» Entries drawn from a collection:
:::
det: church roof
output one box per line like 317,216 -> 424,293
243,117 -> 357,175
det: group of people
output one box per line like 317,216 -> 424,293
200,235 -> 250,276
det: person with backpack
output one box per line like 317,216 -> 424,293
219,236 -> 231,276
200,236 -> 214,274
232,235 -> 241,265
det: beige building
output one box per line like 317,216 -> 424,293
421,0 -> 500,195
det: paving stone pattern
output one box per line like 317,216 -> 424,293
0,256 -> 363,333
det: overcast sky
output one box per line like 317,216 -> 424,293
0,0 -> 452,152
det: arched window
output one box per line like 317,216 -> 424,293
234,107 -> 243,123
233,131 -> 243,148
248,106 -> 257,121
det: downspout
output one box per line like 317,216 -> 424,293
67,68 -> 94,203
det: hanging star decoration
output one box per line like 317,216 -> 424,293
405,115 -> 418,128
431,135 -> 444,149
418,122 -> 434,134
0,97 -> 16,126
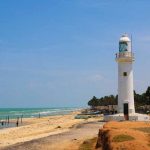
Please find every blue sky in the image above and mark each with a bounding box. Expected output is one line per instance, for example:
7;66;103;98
0;0;150;107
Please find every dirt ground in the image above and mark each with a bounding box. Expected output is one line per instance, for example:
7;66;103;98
:::
» What is expected:
Lay out the items from the line containing "Please find every dirt" through the end of the items as a Markdown table with the columns "No." and "Line", omitting any blank lines.

» Solution to the problem:
| No. | Line |
|---|---|
| 1 | Please find every dirt ground in the image above and mark each with a bounding box. Expected output is one line per instance, for example: |
| 2 | 7;66;103;98 |